Each line of data below is to be returned exactly, leaving out any picture.

##### Records to use

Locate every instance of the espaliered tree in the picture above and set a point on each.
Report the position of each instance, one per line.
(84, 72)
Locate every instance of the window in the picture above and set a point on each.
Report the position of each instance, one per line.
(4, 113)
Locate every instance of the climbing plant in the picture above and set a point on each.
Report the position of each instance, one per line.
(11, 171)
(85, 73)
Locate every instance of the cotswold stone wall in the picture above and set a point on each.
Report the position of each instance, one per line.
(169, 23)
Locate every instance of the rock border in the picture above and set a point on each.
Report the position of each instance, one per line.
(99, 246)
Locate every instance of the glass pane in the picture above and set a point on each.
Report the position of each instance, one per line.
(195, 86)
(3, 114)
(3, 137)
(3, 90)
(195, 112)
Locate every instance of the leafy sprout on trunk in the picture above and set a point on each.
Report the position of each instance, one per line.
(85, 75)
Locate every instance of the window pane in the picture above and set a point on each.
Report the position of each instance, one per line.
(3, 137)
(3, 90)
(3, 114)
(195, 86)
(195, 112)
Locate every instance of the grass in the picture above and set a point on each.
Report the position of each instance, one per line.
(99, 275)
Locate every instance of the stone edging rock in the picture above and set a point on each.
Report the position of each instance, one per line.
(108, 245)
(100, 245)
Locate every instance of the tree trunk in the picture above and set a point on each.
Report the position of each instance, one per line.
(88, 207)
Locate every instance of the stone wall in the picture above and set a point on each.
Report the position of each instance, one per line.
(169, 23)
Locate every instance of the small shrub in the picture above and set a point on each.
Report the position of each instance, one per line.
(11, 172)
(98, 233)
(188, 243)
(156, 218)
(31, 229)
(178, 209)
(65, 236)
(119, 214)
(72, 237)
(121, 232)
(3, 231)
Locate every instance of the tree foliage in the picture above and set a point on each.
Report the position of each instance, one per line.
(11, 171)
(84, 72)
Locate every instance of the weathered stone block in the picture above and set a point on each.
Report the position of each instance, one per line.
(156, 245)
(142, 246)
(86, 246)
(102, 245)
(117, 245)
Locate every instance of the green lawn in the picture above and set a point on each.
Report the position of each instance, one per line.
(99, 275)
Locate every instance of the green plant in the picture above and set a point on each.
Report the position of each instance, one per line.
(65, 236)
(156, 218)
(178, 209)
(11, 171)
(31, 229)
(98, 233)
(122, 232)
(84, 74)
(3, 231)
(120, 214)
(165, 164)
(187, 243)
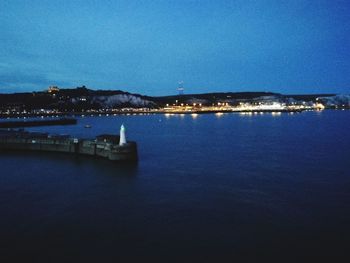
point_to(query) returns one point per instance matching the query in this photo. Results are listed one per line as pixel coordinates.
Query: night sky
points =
(149, 46)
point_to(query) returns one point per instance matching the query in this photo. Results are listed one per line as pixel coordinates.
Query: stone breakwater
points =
(106, 145)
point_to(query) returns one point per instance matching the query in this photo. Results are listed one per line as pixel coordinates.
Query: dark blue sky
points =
(149, 46)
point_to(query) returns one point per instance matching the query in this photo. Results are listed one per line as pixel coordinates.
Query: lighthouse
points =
(122, 139)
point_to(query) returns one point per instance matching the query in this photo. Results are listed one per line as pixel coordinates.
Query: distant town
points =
(81, 100)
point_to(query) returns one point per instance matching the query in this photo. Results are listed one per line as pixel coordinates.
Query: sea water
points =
(224, 186)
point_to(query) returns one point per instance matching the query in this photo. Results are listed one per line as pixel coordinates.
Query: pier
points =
(105, 145)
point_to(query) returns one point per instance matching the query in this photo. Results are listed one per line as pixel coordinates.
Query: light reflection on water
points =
(229, 183)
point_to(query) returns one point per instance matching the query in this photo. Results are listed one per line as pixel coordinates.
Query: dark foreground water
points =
(206, 188)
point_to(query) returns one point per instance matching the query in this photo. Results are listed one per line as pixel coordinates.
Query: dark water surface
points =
(207, 187)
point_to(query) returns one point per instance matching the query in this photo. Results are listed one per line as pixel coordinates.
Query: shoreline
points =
(149, 112)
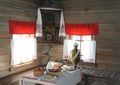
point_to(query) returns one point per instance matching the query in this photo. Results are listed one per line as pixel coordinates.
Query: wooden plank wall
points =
(106, 14)
(21, 10)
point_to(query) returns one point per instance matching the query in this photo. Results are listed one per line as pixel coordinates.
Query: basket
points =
(38, 72)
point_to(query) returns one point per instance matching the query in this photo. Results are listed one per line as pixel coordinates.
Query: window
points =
(23, 48)
(87, 46)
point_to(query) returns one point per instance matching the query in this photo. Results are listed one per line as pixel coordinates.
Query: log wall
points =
(106, 14)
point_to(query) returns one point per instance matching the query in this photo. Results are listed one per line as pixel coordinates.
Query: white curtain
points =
(87, 49)
(23, 49)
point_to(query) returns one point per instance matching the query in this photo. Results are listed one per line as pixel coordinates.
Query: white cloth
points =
(65, 78)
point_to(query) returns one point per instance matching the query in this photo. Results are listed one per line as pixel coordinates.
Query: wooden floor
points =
(13, 79)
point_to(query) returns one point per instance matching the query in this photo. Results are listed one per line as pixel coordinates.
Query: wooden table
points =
(65, 78)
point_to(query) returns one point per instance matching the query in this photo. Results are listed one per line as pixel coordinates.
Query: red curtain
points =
(21, 27)
(82, 29)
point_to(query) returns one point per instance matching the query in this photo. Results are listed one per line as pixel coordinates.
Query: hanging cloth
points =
(21, 27)
(82, 29)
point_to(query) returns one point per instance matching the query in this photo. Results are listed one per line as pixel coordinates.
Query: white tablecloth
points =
(65, 78)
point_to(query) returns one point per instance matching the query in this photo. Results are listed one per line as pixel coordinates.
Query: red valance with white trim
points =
(21, 27)
(82, 29)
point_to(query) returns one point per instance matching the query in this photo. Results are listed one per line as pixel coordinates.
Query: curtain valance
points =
(21, 27)
(81, 29)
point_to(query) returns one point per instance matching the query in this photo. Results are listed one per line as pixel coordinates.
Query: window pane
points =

##########

> [Task solution]:
Locate every instance of the espaliered tree in the picture above and set a point on each.
Report the position of each instance, one per line.
(84, 72)
Locate every instance of the window in the picture above and set a point on each.
Report the position of each instance, one per line.
(4, 113)
Locate every instance of the climbing plant in the picture above and set a point on each.
Report the position of each instance, one per line.
(11, 171)
(85, 73)
Locate every instance of the cotswold stone wall in the picture above and set a point on each.
Report the position of each instance, one per line.
(169, 23)
Locate every instance of the rock border in the picture above and set a point on each.
Report the position of each instance, one per line.
(99, 246)
Locate every instance of the glass pane in the picture above and set a point on each.
Report the position of each instance, one per line.
(195, 86)
(3, 114)
(3, 137)
(3, 90)
(195, 112)
Locate every instance of the leafy sprout on trunk in the picture above and set a point on each.
Report the position of each instance, one per line.
(85, 75)
Locate every instance of the window pane in the picture above and set a point on each.
Report the position of each instance, one per line.
(3, 137)
(3, 90)
(3, 114)
(195, 86)
(195, 112)
Locate every instance of the grass in the picture above and set a point on each.
Report the position of each instance, one per line.
(99, 275)
Locate every instance of the stone edging rock in the picture above and set a point on each.
Report the position of each instance, one per line.
(108, 245)
(100, 245)
Locate every instance of the tree trunk in the picture above and set a point on each.
Report the position of each instance, one per line.
(88, 207)
Locate every instance of the stone wall in the picture above and set a point on each.
Report the position of each instance, one per line.
(169, 23)
Locate every instance of the small shrub in the picture above and set a point on each.
Report the position of each instance, one per line.
(11, 172)
(98, 233)
(188, 243)
(156, 218)
(31, 229)
(178, 209)
(65, 236)
(119, 214)
(72, 237)
(121, 232)
(3, 231)
Locate every instance of the tree foliage in the picture above and set a point on each.
Report the position of each instance, one per line.
(11, 171)
(84, 72)
Locate every instance of the weathered stone block in the picture above and set a point on each.
Report the position of each instance, one per line.
(156, 245)
(142, 246)
(86, 246)
(102, 245)
(117, 245)
Locate every instance of the green lawn in the picture above and set a point on each.
Report the position of each instance, one per line.
(99, 275)
Locate every instance of the green plant in the picture above and set a point on each.
Report the position of each instance, one per line.
(65, 236)
(156, 218)
(178, 209)
(11, 171)
(31, 229)
(98, 233)
(122, 232)
(84, 74)
(3, 231)
(120, 214)
(165, 164)
(187, 243)
point_to(query) returns one point per instance matching the query in this photo. Results are listed one per line as pixel coordinates.
Query: night sky
points =
(149, 46)
point_to(query) returns one point per instance matching the query in this photo. Results are listed one per line as pixel coordinates.
Query: stone breakwater
points =
(106, 145)
point_to(query) returns one point per instance matching the query in this photo. Results are listed one per line as pixel coordinates.
Query: dark blue sky
points =
(149, 46)
point_to(query) returns one point per instance matching the query in this photo. Results are listed one per line as pixel coordinates.
Query: lighthouse
points =
(122, 139)
point_to(query) returns one point per instance matching the query in this photo. Results are listed one per line as pixel coordinates.
Query: distant town
points =
(81, 100)
point_to(query) returns one point per instance matching the query in this photo. Results are listed one per line as pixel coordinates.
Query: sea water
points =
(224, 186)
point_to(query) returns one point per instance matching the query in this photo. Results are listed one per line as pixel coordinates.
Query: pier
points =
(105, 145)
point_to(query) returns one point per instance matching the query in this photo. Results are listed one per line as pixel coordinates.
Query: light reflection on water
points =
(229, 183)
point_to(query) returns one point per instance matching the query in this photo. Results are listed one per line as pixel coordinates.
Query: dark foreground water
points =
(206, 188)
point_to(query) returns one point per instance matching the query in this photo. Results are listed one per line as pixel coordinates.
Query: dark water surface
points =
(207, 187)
point_to(query) returns one point per instance matching the query in this photo. Results are listed one per line as pixel coordinates.
Query: shoreline
points =
(149, 112)
point_to(query) returns one point per instance matching the query in this photo. Results are listed one per line as pixel coordinates.
Query: wooden plank wall
points =
(106, 14)
(21, 10)
point_to(query) returns one point per instance matching the query in this photo. Results are listed one per line as pixel coordinates.
Query: basket
points =
(38, 72)
point_to(query) returns one point per instance matching the query in this photo. Results are listed one per line as pixel coordinates.
Query: window
points =
(23, 48)
(87, 46)
point_to(query) returns one point per instance matching the query in this photo. Results are listed one per line as pixel coordinates.
Query: log wall
points =
(106, 14)
point_to(query) returns one point per instance matching the query in this photo. Results are listed one per line as pixel coordinates.
Query: white curtain
points =
(87, 49)
(23, 49)
point_to(query) returns one point per instance matching the query in this photo. Results are listed one per line as pixel coordinates.
Query: white cloth
points =
(65, 78)
point_to(query) returns one point per instance matching the query in this photo. Results are listed one per line as pixel coordinates.
Query: wooden floor
points =
(13, 79)
point_to(query) returns one point per instance matching the query in this photo. Results are listed one per line as pixel coordinates.
Query: wooden table
points =
(65, 78)
point_to(query) returns one point per instance matching the query in this photo. Results are listed one per line as pixel coordinates.
Query: red curtain
points =
(21, 27)
(82, 29)
point_to(query) returns one point per instance matching the query in this photo. Results are listed one per line as pixel coordinates.
Query: hanging cloth
points =
(21, 27)
(82, 29)
point_to(query) returns one point per instance matching the query in this photo. Results are listed one per line as pixel coordinates.
Query: white tablecloth
points =
(65, 78)
point_to(query) returns one point per instance matching the query in this photo. Results are listed one per line as pixel coordinates.
Query: red valance with white trim
points =
(21, 27)
(82, 29)
point_to(query) returns one point per instance matching the query in this photo. Results are listed one per line as pixel coordinates.
Query: curtain valance
points =
(21, 27)
(81, 29)
point_to(query) returns one point per instance matching the query in this photo. Results are listed one per line as pixel coordinates.
Query: window pane
points =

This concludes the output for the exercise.